> PROBLEM REQUIREMENTS
Collect every line of the data below that contains the string "range", matching case exactly.

> EXERCISE INPUT
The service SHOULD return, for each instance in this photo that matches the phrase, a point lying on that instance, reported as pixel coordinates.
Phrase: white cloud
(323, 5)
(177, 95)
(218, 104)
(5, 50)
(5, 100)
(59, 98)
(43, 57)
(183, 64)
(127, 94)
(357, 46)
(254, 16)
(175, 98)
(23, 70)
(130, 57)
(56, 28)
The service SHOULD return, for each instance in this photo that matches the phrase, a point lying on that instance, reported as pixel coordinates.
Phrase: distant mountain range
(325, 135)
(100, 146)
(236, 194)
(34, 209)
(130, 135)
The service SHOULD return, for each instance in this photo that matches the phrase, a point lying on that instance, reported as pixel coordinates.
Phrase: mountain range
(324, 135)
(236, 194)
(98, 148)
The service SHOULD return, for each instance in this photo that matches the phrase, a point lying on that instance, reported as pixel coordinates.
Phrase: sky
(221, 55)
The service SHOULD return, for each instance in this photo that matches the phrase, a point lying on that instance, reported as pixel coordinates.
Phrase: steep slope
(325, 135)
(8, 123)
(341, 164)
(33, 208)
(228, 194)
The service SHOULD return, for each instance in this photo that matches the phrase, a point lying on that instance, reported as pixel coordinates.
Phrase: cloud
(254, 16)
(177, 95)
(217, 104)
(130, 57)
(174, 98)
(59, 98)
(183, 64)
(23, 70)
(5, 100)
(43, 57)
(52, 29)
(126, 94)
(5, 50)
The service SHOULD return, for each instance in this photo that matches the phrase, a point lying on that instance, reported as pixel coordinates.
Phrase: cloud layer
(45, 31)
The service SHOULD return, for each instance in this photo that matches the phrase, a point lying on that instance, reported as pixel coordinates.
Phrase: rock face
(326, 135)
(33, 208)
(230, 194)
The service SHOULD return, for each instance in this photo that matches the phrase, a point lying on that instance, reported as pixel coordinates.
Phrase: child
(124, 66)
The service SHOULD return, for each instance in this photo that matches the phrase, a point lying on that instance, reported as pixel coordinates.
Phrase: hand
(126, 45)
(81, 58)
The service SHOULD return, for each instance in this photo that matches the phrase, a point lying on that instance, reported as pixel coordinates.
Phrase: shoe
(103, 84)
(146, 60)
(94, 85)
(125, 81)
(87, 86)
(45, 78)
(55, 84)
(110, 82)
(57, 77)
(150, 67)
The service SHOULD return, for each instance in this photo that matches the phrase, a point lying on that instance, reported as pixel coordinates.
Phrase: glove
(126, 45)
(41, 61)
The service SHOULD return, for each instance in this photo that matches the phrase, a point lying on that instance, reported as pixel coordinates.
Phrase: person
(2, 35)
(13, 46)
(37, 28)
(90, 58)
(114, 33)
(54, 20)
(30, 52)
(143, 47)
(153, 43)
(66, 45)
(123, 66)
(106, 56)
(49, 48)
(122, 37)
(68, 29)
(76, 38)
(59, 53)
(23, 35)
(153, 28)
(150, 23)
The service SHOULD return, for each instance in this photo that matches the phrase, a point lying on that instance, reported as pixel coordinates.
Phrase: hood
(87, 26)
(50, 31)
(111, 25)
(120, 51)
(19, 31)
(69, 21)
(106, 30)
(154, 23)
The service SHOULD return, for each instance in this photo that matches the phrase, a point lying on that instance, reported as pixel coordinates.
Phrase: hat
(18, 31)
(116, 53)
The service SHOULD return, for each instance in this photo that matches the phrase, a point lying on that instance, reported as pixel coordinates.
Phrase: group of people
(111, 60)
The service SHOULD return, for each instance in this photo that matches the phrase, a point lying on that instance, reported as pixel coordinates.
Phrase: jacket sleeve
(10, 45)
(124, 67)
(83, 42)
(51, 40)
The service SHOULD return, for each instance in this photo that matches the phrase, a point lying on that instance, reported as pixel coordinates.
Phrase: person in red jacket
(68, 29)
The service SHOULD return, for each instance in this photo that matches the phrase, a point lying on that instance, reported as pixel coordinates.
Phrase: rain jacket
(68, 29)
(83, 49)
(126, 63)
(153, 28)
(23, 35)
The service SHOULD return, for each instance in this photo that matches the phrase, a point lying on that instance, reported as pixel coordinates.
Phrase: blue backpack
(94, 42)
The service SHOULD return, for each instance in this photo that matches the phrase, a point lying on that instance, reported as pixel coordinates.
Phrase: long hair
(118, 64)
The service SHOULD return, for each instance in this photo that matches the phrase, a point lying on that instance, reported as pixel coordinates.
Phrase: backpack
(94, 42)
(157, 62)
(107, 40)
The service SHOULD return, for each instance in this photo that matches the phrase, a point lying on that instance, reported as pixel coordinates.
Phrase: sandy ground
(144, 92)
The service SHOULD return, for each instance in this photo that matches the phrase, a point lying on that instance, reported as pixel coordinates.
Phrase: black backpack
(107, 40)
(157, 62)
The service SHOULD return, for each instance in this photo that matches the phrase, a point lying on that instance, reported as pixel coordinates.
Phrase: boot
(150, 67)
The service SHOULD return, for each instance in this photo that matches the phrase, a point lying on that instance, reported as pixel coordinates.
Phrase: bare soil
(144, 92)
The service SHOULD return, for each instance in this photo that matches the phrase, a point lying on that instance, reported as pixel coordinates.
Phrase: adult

> FINAL ANSWER
Phrase: distant mountain range
Phrase: mountain range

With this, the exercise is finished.